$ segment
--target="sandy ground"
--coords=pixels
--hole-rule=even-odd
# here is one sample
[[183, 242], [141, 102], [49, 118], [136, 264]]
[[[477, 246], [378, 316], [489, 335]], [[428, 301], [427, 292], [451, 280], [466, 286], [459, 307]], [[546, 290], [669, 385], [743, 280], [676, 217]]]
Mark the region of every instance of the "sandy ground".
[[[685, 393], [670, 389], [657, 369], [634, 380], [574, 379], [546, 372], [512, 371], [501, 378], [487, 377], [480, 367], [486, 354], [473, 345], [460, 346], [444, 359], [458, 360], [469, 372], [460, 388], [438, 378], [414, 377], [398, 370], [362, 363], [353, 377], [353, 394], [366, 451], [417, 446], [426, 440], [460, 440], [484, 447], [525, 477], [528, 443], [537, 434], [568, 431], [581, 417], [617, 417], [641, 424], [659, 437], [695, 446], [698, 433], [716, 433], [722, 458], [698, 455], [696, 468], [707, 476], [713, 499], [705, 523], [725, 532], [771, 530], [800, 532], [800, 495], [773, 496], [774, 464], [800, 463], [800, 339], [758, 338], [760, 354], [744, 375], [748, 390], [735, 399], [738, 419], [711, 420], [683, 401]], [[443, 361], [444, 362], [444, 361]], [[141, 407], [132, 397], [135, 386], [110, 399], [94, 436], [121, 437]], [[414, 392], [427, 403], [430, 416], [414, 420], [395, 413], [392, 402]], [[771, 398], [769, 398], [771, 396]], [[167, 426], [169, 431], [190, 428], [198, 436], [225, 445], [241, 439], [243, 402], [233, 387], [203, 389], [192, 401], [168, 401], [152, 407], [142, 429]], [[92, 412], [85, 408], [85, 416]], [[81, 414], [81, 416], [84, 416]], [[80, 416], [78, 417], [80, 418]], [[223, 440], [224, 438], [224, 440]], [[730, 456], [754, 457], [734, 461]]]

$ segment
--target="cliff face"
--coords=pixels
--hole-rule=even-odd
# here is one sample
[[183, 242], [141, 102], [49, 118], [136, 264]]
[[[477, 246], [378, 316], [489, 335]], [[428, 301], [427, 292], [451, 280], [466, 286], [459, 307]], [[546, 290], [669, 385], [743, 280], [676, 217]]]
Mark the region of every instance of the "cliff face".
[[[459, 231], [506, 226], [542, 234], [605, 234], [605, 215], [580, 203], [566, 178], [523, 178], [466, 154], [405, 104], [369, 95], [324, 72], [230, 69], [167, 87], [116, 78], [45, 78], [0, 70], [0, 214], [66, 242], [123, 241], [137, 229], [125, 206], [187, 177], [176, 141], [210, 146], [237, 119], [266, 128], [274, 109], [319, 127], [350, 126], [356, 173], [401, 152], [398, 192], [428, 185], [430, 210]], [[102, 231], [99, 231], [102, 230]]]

____________

Return the material exactly as it stands.

$ segment
--target="sandy ground"
--coords=pixels
--hole-rule=even-odd
# here is one sample
[[183, 242], [141, 102], [49, 118], [136, 264]]
[[[477, 246], [378, 316], [489, 335]], [[428, 301], [427, 292], [451, 280], [466, 286], [459, 307]], [[546, 290], [669, 385], [743, 280], [676, 217]]]
Mark the region of every instance of the "sandy ground".
[[[685, 393], [670, 389], [657, 369], [634, 380], [574, 379], [546, 372], [512, 371], [501, 378], [487, 377], [480, 367], [486, 354], [473, 345], [460, 346], [444, 359], [458, 360], [469, 372], [460, 388], [438, 378], [414, 377], [398, 370], [362, 363], [353, 377], [353, 394], [366, 451], [417, 446], [426, 440], [460, 440], [484, 447], [525, 477], [528, 443], [537, 434], [568, 431], [581, 417], [617, 417], [641, 424], [659, 437], [695, 446], [698, 433], [716, 433], [722, 458], [698, 455], [696, 468], [707, 476], [713, 499], [705, 523], [725, 532], [771, 530], [800, 532], [800, 495], [773, 496], [774, 464], [800, 463], [800, 339], [758, 338], [760, 354], [744, 375], [748, 390], [735, 399], [738, 419], [711, 420], [683, 401]], [[443, 361], [444, 362], [444, 361]], [[141, 407], [132, 397], [135, 386], [110, 399], [94, 436], [121, 437]], [[414, 392], [427, 403], [430, 416], [414, 420], [395, 413], [392, 402]], [[771, 398], [769, 398], [771, 396]], [[167, 426], [169, 431], [190, 428], [198, 436], [225, 445], [241, 439], [243, 402], [233, 387], [203, 389], [192, 401], [168, 401], [152, 407], [142, 429]], [[92, 412], [85, 408], [85, 416]], [[81, 414], [81, 416], [84, 416]], [[80, 416], [78, 417], [80, 418]], [[223, 440], [224, 438], [224, 440]], [[730, 456], [754, 457], [734, 461]]]

$ segment
--target="cliff face"
--coords=pixels
--hole-rule=even-odd
# here is one sample
[[183, 242], [141, 102], [49, 118], [136, 264]]
[[[477, 246], [378, 316], [489, 335]], [[428, 301], [427, 292], [451, 280], [466, 286], [459, 307]], [[546, 290], [669, 385], [743, 280], [676, 217]]]
Mark the region of every instance of the "cliff face".
[[[459, 231], [506, 226], [542, 234], [605, 234], [605, 215], [580, 203], [566, 178], [523, 178], [466, 154], [405, 104], [369, 95], [324, 72], [230, 69], [167, 87], [116, 78], [45, 78], [0, 70], [0, 214], [66, 242], [123, 241], [137, 229], [125, 206], [187, 177], [176, 141], [210, 146], [237, 119], [266, 128], [274, 109], [319, 127], [350, 126], [356, 173], [401, 152], [398, 192], [428, 185], [430, 210]], [[102, 231], [99, 231], [102, 230]]]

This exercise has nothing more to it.